=== Data excerpts ===
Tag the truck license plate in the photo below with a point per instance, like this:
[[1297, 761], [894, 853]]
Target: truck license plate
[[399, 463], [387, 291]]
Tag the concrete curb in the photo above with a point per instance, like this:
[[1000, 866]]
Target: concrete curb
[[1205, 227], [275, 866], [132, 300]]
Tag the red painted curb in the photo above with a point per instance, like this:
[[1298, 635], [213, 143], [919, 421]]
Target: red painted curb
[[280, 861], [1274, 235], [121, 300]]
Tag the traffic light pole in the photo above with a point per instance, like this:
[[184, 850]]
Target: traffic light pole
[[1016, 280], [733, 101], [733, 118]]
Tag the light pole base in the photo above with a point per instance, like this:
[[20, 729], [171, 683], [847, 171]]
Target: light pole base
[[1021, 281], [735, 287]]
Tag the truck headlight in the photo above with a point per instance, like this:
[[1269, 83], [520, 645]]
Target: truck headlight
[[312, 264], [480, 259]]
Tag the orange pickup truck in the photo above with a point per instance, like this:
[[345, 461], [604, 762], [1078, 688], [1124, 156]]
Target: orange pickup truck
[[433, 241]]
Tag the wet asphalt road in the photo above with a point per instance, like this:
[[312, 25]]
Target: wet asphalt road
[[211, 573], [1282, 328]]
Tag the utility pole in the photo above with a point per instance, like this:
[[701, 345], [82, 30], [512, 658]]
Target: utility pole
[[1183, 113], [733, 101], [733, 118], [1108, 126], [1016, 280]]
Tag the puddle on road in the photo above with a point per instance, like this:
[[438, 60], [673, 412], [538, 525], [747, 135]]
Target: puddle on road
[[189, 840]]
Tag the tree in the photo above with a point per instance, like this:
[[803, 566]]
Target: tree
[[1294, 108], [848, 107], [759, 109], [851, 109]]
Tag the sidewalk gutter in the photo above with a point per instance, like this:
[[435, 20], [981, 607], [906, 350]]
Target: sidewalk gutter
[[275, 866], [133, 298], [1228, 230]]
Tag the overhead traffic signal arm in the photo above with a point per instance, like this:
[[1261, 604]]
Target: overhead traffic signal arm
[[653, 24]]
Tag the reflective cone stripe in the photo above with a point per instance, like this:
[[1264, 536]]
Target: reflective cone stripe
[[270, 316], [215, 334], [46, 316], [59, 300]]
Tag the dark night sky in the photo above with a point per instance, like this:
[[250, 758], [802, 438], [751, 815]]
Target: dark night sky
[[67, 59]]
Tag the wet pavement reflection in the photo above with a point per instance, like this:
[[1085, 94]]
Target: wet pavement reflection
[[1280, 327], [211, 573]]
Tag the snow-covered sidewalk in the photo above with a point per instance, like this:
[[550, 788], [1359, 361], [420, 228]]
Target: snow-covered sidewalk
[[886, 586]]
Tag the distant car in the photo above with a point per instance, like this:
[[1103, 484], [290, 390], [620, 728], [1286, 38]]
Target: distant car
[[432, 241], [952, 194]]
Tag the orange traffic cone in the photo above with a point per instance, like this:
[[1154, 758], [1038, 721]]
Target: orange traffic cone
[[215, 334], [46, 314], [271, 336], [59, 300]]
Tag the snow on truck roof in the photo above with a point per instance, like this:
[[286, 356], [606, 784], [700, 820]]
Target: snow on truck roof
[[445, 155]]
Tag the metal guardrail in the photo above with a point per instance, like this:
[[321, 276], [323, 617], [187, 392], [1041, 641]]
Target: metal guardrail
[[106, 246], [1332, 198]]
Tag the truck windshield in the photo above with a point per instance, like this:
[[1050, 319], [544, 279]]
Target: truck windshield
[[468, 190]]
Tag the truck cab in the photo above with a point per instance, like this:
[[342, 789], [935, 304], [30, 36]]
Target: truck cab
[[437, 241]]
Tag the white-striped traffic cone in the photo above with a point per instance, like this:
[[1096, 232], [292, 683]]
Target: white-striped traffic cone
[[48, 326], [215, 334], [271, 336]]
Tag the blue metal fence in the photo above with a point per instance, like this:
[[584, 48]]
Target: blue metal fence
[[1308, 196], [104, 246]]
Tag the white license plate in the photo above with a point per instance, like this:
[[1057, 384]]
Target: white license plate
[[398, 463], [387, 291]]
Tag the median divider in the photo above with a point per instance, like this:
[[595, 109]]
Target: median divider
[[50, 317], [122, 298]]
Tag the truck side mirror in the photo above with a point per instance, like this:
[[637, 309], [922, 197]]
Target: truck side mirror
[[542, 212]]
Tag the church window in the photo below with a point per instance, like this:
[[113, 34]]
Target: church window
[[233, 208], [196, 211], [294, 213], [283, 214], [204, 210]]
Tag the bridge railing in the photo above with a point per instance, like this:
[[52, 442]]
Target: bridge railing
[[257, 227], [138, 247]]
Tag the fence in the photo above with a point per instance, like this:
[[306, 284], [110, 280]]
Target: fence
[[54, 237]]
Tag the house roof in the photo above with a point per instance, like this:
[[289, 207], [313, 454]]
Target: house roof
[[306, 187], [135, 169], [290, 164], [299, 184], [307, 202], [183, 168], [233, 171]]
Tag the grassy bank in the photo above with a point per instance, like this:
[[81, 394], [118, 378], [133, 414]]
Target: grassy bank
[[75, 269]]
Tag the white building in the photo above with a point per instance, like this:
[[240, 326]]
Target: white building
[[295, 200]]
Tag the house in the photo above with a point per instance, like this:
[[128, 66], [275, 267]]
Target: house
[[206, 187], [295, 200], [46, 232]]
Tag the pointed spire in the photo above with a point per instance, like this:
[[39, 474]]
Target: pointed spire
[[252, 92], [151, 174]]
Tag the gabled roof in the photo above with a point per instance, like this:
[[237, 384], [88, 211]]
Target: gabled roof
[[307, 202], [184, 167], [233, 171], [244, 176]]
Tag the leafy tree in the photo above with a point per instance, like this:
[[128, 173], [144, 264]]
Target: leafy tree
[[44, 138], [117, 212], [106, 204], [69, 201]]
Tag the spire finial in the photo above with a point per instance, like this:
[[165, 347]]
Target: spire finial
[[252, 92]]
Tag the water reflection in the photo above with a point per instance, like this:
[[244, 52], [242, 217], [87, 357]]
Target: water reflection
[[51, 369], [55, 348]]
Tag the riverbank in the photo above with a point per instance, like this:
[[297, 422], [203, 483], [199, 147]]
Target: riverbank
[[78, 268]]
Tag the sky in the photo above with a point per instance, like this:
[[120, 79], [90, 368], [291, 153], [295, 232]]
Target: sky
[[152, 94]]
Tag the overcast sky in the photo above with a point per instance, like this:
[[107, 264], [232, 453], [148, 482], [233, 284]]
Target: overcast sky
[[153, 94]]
===
* [To do]:
Starting with the line with "Tag the concrete" and going on through the line with "[[189, 840]]" in the rows above, lay out those lines as a JSON list of strings, one string per line, leaving out any blank lines.

* [Solved problem]:
[
  "Tag the concrete curb in the photo above with a point per instance, like this:",
  "[[1000, 866]]",
  "Target: concrete curb",
  "[[1205, 227], [275, 866], [132, 300]]",
  "Tag the red painted curb in the photo above with a point per instance, like this:",
  "[[1298, 635], [213, 143], [919, 421]]",
  "Target: red painted curb",
  "[[280, 861], [1274, 235], [121, 300]]",
  "Tag the traffic light pole in the photo above with a point per instance, like this:",
  "[[184, 850]]",
  "Target: traffic light pole",
  "[[1016, 280], [733, 101], [733, 118]]",
  "Tag the light pole base in the photo above with a point per instance, like this:",
  "[[20, 729], [171, 683], [847, 171]]",
  "Target: light pole base",
  "[[1021, 281], [735, 287]]",
  "Tag the truck headlight in the photo above with a point per instance, like this:",
  "[[1269, 83], [520, 645]]",
  "Target: truck headlight",
  "[[312, 264], [480, 259]]",
  "Tag the orange pickup truck in the photo above with a point per instance, like this:",
  "[[345, 461], [604, 762], [1078, 688], [1124, 156]]",
  "Target: orange pickup truck",
  "[[433, 241]]",
  "Tag the wet asphalt road in the photo above with a point per instance, like this:",
  "[[312, 25]]",
  "Target: wet asphalt road",
  "[[211, 573], [1282, 328]]",
  "Tag the utility pole in the photo above with a point per instance, like this:",
  "[[701, 345], [82, 30], [512, 658]]",
  "Target: utility pole",
  "[[1183, 113], [733, 101], [733, 118], [1108, 126], [1016, 280]]",
  "Tag the puddle on road in the photo above with a point per instance, like this:",
  "[[438, 60], [673, 412], [538, 525], [747, 135]]",
  "Target: puddle on road",
  "[[189, 840]]"
]